19. Pelo que, no art.º 284º do CC, estabelece-se o prazo de quarentena e os requisitos de acto que devem ser realizados neste prazo pelo interessado afectado pelo acto inválido – a propositura e registo da respectiva acção; sendo assim, os seus direitos ainda são protegidos por lei preferencialmente, em comparação com os de terceiro;
20. Contudo, caso no prazo de quarentena o interessado afectado pelo acto inválido não realize os requisitos legalmente por lei, o que significa que ele deixa voluntariamente os seus direitos a dormir, então os direitos de terceiro de boa fé não devem ser prejudicados por causa de preguiça do interessado afectado pelo acto inválido.
21. A recorrente só veio a intentar a presente acção em 8 de Fevereiro de 2006 e efectuar o registo em 17 de Dezembro de 2008, altura em que tinham decorrido dois anos após a propositura da acção.
22. Sem dúvida, quer que seja a proposistura da acção, quer que seja o registo da acção feito pela recorrente, já decorreu o prazo de um ano de quarentena;
23. Pelo que, o recorrido totalmente preenche o disposto no art.º 284º do CC, o seu direito de aquisição da fracção autónoma em causa, deve ser reconhecido e inoponível.
24. Por outro lado, verificamos que a recorrente confundiu os interesses e as finalidades que o art.º 284º, n.º do CC e, o art.º3, n.º2 do Código do Registo Predial visam proteger.

Entradas em bruto:
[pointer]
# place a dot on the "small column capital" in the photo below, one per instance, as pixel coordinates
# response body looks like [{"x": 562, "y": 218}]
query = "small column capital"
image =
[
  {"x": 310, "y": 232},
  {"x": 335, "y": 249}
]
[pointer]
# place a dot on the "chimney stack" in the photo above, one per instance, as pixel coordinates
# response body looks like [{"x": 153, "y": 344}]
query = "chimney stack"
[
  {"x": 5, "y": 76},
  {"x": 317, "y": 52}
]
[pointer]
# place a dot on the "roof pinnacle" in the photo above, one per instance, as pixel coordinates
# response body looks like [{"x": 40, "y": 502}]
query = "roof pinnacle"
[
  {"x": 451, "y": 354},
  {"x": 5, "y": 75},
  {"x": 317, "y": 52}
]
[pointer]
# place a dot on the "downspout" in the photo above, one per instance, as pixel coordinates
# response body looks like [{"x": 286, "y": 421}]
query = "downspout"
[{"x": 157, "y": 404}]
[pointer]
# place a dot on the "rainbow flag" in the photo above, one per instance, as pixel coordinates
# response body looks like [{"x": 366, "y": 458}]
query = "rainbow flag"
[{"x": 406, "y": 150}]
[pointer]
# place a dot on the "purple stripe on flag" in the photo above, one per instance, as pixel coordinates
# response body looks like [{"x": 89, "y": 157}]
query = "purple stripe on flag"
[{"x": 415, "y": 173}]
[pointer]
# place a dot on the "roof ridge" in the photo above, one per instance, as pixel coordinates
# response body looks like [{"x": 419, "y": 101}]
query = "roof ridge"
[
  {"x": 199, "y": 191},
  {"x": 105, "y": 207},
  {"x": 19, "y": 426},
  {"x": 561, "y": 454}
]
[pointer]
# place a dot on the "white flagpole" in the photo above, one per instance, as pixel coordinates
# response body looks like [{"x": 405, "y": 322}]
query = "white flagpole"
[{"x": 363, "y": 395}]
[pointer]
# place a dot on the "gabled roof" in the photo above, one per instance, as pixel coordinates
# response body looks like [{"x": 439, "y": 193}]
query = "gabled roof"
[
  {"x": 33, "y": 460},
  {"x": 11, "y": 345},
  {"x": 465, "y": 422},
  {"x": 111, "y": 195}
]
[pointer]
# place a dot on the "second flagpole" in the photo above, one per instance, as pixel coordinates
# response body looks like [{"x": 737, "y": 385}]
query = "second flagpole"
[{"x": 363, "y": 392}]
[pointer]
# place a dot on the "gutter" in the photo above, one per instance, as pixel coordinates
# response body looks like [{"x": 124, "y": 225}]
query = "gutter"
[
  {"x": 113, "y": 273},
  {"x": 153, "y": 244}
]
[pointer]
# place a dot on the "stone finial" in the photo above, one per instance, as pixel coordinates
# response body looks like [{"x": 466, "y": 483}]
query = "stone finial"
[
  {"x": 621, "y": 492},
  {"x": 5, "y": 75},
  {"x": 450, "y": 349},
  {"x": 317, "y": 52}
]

A fazer:
1: Segundo o excerto sobre o prazo de quarentena, em que data a recorrente intentou a presente ação?
2: Retome o excerto sobre o prazo de quarentena a partir da última frase apresentada.

Respostas:
1: Em 8 de fevereiro de 2006.

2:
25. O art.º 284º, n.º2 do CC é uma medida que o legislador permite ao interessado afectado pelo acto inválido opor-se ao terceiro de boa fé perante o acto inválido;
26. Mas o art.º 3º, n.º2 do Código do Registo Predial é uma medida que o legislador permite ao agente que alega ser proprietário de bem, opor-se ao terceiro perante o regime de registo;
27. Além do mais, nos termos do princípio da instância do Código do Registo Predial, ou seja o disposto no art.º 34º, o registo predial efectua-se a pedido dos interessados;
28. Sendo como interessada, esta não efectuou tempestivamente o pedido de registo da acção, enquanto, como o terceiro de boa fé mas não é protegido pelo art.º 284º do CC, tudo isso não corresponde à lei e contra a lógica jurídica.
29. Além do mais, o andamento do processo a quo também não violou o disposto no art.º 3º, n.º2 do Código do Registo Predial.

Pelo acima exposto, requerem seja julgado improcedente o fundamento da recorrente, rejeitando o seu recurso e mantendo o acórdão a quo.
    
    Foram colhidos os vistos legais.
    
    II - FACTOS
    
    Vêm provados os factos seguintes:

“A autora e o 1º réu, em 25 de Junho de 1999, contraíram matrimónio em Macau, na Conservatória do Registo de Casamentos e Óbitos, segundo a lei do registo civil, cujo teor do registo aqui se dá por integralmente reproduzido. (A)
Ambos não fixaram qualquer convenção nupcial. (B)
O 1º réu, em 10 de Julho de 2001, adquiriu junto de XXXXXXXX e sua esposa H(H), a fracção autónoma “…” do …º andar do Edifício “......” situado na Taipa, na Avenida ......, n.ºs ……, na Rua do ......, n.ºs …… e na Rua de ....... A referida fracção autónoma encontra-se descrita na Conservatória do Registo Predial de Macau, sob o n.º2XXXX, a fls.163 do livro XXX. Quanto ao teor do registo aqui se dá por integralmente reproduzido. (C)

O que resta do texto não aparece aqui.